#### 抜粋
● ● ● ● ● ● ●

皆さんもご存じのように、これまで、事あるごとに、Jリーグのテレビ中継における「寄り過ぎのカメラ・ワーク」について苦言を呈してきました。

 もう、かなりの頻度で、このテーマを取りあげて書いてきた。それでも、改善されないゲームが、まだまだ多すぎる。

 このコラムは、プレシーズンマッチを観ての感想です。

 もちろん、しっかりと「考えて」カメラワークをマネージしている方々がいることは知っています。でも、そんな優れたカメラワークが主流になっていかない。どして??

 とにかく、フラストレーションが溜まりに溜まっちゃうんですよ。イチバン楽しみたい「ボールがないところでのエキサイティングなドラマ」が観られないんだからね。

 まさに、半径20-30メートルといった寄り過ぎのカメラワーク。そして、ボールの動きに合わせて、カメラを「ブン回す」んだ。ホント、フザケンナよ〜・・だよね。彼らには、視聴者の「楽しみ」を奪う権利なんてないでしょ。

 そんな、ボールの動きばかりを「追いかける」カメラワークだから、当然の帰結として、ボールがないところでの、パスレシーバーとディフェンダーのせめぎ合い(だまし合い)は、まったくといっていいほど楽しめない。

 そしてカメラは、出された(ロング)パスを追いかけ、次の瞬間には、ディフェンダーか、攻撃側のパスレシーバーのどちらかが「先に」ボールに追いつくシーンが目に入ってくる。そう、「結果」しか観られないカメラワーク。フ〜〜・・

 サッカー中継カメラワークの「質」だけれど、何といっても、UEFAチャンピオンズリーグが素晴らしい。まあ、イングランドで行われるゲームを除いてだけれど・・ね。

 UEFAチャンピオンズリーグの中継を任されているディレクター&カメラマン諸氏は、ボール周りのドラマだけじゃなく、ボールがないところでの、スペースをめぐるせめぎ合いまで、とてもタイミングよく「カメラ内に収め」ちゃうんだよ。

● ● ● ● ● ● ●

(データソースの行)
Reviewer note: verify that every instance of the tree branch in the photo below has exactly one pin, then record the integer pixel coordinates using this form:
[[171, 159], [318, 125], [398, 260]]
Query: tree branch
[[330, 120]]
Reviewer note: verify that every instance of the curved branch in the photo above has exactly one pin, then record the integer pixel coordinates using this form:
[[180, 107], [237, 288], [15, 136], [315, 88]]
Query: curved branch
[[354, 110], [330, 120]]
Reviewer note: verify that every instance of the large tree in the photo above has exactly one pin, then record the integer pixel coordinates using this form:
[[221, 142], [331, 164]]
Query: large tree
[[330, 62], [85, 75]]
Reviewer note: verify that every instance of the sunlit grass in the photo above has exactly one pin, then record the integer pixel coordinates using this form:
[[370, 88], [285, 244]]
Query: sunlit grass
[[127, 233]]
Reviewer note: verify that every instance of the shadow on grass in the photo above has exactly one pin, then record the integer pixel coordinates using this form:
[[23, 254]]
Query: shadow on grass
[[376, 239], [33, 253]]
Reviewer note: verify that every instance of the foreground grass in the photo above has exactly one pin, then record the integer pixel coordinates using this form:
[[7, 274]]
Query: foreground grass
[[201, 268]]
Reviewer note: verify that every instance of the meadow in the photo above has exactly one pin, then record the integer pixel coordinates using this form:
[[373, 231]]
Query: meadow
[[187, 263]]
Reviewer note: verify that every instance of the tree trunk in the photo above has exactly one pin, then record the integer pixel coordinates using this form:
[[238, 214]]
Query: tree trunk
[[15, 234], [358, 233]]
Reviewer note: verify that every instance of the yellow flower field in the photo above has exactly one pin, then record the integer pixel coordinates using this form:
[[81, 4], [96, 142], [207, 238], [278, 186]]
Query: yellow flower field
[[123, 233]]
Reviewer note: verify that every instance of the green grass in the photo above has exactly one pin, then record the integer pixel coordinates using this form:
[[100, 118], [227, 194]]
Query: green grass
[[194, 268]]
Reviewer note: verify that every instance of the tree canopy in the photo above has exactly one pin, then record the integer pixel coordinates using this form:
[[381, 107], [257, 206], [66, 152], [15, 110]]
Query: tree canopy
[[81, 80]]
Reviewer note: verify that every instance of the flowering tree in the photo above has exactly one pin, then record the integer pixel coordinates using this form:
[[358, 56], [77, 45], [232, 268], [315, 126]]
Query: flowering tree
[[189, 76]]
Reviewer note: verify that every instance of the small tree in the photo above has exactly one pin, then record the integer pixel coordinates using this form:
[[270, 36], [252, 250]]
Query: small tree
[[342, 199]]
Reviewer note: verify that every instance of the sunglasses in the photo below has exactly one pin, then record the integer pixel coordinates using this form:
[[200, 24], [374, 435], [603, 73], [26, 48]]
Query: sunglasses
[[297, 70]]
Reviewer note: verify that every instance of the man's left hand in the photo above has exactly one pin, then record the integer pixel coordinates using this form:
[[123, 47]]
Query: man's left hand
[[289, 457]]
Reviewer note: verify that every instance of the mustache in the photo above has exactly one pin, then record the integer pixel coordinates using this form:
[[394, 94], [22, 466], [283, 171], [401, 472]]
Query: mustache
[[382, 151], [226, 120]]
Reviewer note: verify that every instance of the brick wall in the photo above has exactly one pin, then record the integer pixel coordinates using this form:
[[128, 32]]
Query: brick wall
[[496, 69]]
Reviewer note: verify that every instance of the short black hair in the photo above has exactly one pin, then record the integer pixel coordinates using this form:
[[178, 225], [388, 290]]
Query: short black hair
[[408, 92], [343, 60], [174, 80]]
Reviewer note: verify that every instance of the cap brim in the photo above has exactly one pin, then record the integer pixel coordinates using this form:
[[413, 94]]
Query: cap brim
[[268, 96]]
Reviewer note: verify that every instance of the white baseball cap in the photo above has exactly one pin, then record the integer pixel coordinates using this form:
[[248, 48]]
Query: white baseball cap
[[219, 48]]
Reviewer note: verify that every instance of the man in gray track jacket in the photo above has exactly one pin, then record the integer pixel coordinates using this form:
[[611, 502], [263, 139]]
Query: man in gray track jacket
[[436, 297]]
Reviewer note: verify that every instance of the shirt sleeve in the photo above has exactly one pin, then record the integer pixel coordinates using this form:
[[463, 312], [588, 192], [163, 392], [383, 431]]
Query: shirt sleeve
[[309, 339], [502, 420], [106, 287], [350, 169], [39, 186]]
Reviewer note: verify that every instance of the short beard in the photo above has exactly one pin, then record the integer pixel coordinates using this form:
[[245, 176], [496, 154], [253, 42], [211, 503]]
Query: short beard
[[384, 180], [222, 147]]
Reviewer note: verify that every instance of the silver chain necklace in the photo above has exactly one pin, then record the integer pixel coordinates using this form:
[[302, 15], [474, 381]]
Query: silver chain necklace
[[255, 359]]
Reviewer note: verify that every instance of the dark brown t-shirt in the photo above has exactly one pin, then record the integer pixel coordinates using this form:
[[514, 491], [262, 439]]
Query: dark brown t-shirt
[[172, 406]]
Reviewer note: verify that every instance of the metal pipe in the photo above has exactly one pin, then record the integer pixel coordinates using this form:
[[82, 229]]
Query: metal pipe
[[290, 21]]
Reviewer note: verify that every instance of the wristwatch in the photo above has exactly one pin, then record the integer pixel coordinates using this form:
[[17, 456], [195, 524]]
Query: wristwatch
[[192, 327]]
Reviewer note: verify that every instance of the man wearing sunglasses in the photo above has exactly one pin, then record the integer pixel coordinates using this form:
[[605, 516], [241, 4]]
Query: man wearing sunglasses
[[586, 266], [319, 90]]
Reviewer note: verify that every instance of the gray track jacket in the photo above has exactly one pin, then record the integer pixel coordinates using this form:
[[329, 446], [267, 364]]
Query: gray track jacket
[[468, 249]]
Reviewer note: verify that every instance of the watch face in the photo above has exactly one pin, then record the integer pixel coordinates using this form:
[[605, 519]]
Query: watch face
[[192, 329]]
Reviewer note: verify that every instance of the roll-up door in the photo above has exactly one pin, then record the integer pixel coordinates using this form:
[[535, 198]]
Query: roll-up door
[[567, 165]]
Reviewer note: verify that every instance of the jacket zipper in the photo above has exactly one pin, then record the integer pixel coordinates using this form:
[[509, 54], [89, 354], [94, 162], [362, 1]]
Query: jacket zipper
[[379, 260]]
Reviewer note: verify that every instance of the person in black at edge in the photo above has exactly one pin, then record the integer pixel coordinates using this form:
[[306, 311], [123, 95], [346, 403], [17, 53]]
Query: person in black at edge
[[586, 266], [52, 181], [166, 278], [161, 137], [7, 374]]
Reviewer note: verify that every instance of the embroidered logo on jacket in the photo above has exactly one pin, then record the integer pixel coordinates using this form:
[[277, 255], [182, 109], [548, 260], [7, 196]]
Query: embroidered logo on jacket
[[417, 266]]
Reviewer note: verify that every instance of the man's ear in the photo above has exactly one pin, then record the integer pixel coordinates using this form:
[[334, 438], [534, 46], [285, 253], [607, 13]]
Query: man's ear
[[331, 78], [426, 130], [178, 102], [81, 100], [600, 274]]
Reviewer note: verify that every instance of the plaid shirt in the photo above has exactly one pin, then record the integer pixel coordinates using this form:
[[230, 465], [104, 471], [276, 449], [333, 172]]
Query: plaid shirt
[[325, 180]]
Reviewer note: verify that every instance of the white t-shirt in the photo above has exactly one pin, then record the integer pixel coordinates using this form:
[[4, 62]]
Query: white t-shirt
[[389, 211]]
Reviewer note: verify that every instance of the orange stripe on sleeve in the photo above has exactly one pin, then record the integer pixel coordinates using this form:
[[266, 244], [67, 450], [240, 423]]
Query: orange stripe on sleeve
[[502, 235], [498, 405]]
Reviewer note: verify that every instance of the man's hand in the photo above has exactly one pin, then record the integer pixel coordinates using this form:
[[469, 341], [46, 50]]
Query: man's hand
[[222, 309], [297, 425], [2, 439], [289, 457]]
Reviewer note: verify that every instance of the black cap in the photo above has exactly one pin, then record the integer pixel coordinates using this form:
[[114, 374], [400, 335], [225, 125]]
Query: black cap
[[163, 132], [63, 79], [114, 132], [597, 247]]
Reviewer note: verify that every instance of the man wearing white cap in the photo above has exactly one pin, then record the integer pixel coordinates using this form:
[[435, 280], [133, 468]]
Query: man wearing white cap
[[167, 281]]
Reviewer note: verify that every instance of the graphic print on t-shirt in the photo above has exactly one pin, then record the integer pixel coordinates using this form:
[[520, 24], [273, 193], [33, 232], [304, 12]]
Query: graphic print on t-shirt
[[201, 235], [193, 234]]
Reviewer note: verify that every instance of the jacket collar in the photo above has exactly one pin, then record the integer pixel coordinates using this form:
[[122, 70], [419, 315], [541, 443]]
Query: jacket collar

● ● ● ● ● ● ●

#### 課題一覧
(a) データソースの行のうち、「Reviewer note: verify that every instance of the man in」を含む行から「[[436, 297]]」を含む行までを、指示文も含めてもう一度書き出してください。その際、回答にある座標の数値すべてに48を加えてください。
(b) Jリーグ中継のカメラワークについての文章を、最後の文の続きから書き進めてください。

#### 課題ごとの回答
(a)
Reviewer note: verify that every instance of the man in gray track jacket in the photo above has exactly one pin, then record the integer pixel coordinates using this form:
[[611, 502], [263, 139]]
Query: man in gray track jacket
[[484, 345]]

(b)
 カメラマン(もちろんディレクターも!)は、サッカーを知っている。

 だから、ショート&ショート・・という展開が「予想」されるシーンではカメラを寄せ、ロングパスが出るような展開に「なりそう」になったら、すぐにカメラを「引いて」、遠くの、ボールがないところでのせめぎ合いをカメラに収めちゃう。

 それに対して「J」のテレビ中継では、まだまだ多くのゲームが、半径20-30メートルという「寄り過ぎのカメラワーク」が多いと思うのですよ。

 だからプレシーズンマッチは、フラストレーションが溜まるから、あまり観てない。

 まあ・・ね、とはいっても、たしかに全てのテレビ中継を観ているわけじゃないから、「十把一絡げ」でモノを語るのはフェアじゃない・・という、ちょっと後ろめたい感覚もあります。

 「J」中継のなかには、とても素晴らしいカメラワークもあるわけですからね。でもネ・・フ〜〜・・

 そうそう・・、先ほど、テレビ関係の知り合いの方とランチをご一緒させてもらったんですよ。その席でも、もちろんカメラワークの話題になった。

 そこで彼が言うには、ボールがないところのドラマまで視野に入れるようなカメラワークの場合、サッカーを知らない上司から、後で、「そんなアングル じゃ、視聴率を取れないだろ・・視聴者は、もっと身近にプレイヤーと彼のボールコントロールを観たいはずなんだから・・」などと叱責されることがあるらし い。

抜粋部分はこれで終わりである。